WRITTEN PROBLEM: Please work out how many lines in the listing below contain the string "kayak", matching case exactly, and reply with that number alone.

DATASET RECORDS:

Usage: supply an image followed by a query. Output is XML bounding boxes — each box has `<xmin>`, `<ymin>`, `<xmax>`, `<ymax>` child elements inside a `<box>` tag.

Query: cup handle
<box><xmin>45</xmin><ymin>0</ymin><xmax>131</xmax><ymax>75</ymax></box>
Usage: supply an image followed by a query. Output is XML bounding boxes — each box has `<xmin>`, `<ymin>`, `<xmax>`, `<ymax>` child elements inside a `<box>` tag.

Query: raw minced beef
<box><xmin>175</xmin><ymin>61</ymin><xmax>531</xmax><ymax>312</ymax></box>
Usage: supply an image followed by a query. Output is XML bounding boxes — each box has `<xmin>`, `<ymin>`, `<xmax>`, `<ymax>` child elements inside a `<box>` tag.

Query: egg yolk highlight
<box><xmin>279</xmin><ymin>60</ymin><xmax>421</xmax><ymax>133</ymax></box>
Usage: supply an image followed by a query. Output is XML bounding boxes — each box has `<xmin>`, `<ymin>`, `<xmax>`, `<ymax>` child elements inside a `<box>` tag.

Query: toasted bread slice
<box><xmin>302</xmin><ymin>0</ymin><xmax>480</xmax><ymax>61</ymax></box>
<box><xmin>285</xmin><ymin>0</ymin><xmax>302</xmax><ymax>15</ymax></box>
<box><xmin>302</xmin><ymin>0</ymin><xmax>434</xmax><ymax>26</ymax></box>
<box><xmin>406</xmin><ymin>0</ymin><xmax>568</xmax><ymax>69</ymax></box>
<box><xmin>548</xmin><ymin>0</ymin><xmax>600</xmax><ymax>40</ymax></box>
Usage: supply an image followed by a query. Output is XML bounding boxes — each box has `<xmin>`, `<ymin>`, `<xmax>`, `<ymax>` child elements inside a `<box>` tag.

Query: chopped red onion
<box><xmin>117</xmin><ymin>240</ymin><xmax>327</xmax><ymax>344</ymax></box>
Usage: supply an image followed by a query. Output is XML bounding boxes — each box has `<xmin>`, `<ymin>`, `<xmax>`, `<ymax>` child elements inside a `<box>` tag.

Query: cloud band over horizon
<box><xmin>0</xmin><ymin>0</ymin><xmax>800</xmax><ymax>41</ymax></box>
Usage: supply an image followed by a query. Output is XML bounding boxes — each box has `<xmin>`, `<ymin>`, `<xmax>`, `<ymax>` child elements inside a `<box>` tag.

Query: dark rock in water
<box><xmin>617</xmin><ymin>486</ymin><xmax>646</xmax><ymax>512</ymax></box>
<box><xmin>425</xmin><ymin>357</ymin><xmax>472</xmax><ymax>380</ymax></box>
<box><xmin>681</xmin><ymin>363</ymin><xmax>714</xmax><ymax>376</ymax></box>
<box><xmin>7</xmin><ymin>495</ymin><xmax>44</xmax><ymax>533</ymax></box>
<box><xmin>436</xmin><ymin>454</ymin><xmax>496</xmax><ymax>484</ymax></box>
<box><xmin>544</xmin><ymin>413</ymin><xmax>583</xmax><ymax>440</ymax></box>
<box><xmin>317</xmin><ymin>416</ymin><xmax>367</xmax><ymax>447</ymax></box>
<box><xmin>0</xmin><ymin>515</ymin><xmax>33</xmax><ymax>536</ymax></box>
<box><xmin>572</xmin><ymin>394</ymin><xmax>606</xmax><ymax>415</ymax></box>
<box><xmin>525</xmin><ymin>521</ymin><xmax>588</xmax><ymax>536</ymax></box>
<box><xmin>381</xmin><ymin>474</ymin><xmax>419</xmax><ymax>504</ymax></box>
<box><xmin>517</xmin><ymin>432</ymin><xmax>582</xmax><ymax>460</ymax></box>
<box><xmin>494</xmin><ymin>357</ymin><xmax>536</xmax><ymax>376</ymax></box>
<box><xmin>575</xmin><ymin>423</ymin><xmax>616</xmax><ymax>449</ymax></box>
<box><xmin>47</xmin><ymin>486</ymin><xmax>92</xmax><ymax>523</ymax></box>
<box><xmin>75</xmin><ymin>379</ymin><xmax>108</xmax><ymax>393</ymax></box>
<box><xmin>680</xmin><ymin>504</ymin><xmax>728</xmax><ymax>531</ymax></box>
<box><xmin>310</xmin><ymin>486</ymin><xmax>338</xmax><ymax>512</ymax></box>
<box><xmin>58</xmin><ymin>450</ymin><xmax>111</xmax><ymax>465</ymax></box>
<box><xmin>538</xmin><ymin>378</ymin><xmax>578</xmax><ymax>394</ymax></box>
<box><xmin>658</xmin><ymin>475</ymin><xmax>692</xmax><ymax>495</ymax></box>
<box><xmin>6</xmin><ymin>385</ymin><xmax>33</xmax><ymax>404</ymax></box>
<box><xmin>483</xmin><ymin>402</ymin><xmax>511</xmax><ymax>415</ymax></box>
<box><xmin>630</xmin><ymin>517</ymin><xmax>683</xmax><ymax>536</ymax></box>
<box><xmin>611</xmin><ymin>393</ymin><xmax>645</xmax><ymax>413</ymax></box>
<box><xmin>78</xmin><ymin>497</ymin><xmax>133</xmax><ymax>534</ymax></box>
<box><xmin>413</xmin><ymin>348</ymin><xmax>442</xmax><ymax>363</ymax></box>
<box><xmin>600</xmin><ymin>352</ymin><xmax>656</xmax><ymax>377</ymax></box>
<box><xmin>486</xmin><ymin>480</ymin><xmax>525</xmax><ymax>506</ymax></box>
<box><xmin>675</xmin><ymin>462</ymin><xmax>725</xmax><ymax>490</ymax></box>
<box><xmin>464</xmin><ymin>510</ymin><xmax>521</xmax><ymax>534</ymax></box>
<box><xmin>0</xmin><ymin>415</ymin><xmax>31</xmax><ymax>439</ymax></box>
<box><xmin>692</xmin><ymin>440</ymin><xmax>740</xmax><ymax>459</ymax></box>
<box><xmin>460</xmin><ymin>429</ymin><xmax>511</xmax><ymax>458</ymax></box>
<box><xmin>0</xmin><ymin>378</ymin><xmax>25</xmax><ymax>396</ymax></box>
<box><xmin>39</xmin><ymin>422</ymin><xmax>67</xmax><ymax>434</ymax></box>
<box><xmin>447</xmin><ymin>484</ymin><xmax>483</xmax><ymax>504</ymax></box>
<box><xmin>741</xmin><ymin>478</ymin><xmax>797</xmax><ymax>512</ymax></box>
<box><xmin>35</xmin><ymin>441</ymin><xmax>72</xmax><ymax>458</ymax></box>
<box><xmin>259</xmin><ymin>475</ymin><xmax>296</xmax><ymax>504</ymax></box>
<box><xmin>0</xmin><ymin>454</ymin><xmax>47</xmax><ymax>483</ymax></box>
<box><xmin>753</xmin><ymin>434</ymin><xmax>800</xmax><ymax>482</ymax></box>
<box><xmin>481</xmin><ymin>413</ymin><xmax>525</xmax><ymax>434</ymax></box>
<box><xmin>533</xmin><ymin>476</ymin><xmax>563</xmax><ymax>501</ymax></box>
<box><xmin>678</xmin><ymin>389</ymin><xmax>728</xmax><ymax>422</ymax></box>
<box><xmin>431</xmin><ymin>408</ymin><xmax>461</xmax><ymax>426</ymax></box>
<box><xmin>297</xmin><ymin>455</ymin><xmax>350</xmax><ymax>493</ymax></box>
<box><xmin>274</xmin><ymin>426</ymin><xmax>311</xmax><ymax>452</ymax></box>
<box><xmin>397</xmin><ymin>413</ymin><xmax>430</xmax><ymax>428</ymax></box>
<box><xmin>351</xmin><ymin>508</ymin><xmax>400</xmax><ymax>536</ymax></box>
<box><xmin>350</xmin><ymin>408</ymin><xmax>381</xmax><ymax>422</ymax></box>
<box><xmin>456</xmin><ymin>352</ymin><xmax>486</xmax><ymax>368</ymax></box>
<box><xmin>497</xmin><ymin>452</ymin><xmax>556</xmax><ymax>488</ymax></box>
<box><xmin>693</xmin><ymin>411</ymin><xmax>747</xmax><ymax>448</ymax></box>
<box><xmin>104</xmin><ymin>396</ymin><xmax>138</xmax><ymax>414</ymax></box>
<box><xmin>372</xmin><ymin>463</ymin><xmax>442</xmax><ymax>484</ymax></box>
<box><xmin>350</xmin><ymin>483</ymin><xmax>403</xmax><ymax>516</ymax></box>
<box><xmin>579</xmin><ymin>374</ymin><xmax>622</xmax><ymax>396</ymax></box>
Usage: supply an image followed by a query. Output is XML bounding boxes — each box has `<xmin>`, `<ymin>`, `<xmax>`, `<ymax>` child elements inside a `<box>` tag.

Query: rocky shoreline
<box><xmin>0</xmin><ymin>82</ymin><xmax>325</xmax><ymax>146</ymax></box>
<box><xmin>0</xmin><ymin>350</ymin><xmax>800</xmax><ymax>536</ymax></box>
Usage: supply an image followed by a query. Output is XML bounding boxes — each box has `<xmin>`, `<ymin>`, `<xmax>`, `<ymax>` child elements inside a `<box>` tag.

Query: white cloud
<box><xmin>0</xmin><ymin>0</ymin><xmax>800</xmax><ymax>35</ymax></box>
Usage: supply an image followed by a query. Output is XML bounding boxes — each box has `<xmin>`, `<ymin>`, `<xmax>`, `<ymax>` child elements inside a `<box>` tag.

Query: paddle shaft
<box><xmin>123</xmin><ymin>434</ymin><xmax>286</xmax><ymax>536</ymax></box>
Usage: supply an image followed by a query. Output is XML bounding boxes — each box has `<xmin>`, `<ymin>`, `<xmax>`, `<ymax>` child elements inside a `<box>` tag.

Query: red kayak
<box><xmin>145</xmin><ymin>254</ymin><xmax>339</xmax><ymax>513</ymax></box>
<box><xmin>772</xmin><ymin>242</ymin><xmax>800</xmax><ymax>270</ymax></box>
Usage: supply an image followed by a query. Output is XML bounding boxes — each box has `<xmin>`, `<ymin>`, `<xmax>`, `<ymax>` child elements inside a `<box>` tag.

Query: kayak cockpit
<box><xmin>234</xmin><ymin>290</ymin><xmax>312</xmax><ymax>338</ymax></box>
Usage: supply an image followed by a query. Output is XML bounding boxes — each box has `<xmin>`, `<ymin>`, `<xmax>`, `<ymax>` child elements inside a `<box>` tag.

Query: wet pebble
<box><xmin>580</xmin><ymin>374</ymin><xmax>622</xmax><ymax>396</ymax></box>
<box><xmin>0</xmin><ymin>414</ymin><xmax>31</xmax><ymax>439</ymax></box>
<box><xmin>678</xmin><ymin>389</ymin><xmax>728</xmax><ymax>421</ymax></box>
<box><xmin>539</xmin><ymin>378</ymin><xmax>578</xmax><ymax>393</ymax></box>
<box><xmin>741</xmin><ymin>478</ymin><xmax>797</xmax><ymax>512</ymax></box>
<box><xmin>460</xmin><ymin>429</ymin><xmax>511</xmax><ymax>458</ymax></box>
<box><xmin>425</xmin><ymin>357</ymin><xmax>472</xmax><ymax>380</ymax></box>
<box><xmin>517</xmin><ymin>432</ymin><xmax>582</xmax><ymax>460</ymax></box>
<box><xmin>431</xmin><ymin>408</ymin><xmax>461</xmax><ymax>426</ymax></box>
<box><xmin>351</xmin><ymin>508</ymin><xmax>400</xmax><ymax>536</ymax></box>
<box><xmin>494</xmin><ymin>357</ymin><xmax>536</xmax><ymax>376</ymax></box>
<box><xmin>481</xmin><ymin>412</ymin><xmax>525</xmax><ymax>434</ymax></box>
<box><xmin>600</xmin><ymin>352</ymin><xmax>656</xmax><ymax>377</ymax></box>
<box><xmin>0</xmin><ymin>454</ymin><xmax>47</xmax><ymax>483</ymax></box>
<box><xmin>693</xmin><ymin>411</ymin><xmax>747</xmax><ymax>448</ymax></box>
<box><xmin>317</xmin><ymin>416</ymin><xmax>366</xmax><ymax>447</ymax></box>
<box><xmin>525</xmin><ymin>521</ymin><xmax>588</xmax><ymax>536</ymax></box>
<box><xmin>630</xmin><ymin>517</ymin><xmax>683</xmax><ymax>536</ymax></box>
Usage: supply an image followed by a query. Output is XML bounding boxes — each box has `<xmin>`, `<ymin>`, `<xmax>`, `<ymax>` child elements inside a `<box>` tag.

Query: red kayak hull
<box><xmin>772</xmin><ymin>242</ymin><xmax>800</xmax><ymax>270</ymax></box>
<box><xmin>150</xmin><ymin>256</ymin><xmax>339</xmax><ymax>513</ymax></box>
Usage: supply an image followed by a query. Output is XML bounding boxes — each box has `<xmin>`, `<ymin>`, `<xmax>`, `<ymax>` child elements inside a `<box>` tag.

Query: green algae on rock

WORKED ANSWER: 3